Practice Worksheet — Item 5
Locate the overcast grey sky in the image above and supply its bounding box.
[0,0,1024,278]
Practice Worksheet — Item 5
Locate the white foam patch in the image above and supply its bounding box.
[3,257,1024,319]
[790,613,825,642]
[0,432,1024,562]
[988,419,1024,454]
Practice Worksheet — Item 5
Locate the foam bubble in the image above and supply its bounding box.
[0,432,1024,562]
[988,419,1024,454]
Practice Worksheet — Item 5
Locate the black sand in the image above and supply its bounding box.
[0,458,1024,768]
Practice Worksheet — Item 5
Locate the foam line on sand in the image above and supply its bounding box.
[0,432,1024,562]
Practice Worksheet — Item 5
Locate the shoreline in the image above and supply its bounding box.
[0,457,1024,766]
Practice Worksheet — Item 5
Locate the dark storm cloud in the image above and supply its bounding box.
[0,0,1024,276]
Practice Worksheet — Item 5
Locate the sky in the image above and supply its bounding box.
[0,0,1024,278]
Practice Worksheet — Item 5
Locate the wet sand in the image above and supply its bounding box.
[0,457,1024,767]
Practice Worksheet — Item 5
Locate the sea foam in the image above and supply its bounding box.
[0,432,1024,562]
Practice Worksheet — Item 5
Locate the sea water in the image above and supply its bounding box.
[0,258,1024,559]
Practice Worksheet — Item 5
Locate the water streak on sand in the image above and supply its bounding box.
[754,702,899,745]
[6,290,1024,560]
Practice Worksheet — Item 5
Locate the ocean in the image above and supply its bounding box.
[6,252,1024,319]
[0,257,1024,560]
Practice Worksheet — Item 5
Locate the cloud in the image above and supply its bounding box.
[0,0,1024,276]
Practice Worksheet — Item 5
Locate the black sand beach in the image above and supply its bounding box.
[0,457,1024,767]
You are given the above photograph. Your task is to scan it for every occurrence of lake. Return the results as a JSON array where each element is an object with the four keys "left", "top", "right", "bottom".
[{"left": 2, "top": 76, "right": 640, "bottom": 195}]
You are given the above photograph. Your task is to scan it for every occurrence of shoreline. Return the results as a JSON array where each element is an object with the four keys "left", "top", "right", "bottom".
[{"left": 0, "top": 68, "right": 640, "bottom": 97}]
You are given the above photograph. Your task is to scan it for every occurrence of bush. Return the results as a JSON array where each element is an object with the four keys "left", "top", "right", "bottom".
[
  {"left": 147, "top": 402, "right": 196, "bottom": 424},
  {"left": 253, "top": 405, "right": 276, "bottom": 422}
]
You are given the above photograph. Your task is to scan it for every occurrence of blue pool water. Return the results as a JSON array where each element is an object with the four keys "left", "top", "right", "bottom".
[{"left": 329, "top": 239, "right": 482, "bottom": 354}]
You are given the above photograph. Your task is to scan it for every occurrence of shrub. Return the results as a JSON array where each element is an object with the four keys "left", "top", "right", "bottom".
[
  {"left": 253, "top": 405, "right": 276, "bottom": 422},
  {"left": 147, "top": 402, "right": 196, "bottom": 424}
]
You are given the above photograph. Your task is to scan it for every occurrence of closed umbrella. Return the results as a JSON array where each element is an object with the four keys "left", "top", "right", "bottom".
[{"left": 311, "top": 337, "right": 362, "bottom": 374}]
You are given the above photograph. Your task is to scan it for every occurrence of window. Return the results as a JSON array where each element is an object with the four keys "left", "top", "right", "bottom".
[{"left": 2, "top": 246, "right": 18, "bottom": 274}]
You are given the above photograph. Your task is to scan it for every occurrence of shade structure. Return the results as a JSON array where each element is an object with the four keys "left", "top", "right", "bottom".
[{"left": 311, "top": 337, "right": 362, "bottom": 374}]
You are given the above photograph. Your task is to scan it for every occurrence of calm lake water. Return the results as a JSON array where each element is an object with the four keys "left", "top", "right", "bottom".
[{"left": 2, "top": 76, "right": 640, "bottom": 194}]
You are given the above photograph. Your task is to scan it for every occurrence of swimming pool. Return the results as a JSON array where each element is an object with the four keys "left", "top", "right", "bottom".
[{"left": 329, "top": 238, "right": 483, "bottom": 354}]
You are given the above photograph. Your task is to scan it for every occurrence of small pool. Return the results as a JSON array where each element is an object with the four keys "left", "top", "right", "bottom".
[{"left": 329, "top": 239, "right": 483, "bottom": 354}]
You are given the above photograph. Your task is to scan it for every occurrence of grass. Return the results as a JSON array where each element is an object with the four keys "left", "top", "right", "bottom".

**PROBLEM STATEMENT**
Return every line of the items above that contains the string "pool".

**RESPONSE**
You are given the above photograph. Your task is to scan it for every occurrence of blue pool water. Return the results as a JSON array where each element is an object with the four keys "left", "top", "right", "bottom".
You are given the above photograph. Your task is to scan it for every occurrence of swimming pool. Return the results as a JSON array where each element is an object with the four keys "left", "top", "right", "bottom".
You are given the above photograph. Your task is to scan it for every occurrence of small pool. Return the results as a JSON array where each element is an object with the four keys "left", "top", "right", "bottom".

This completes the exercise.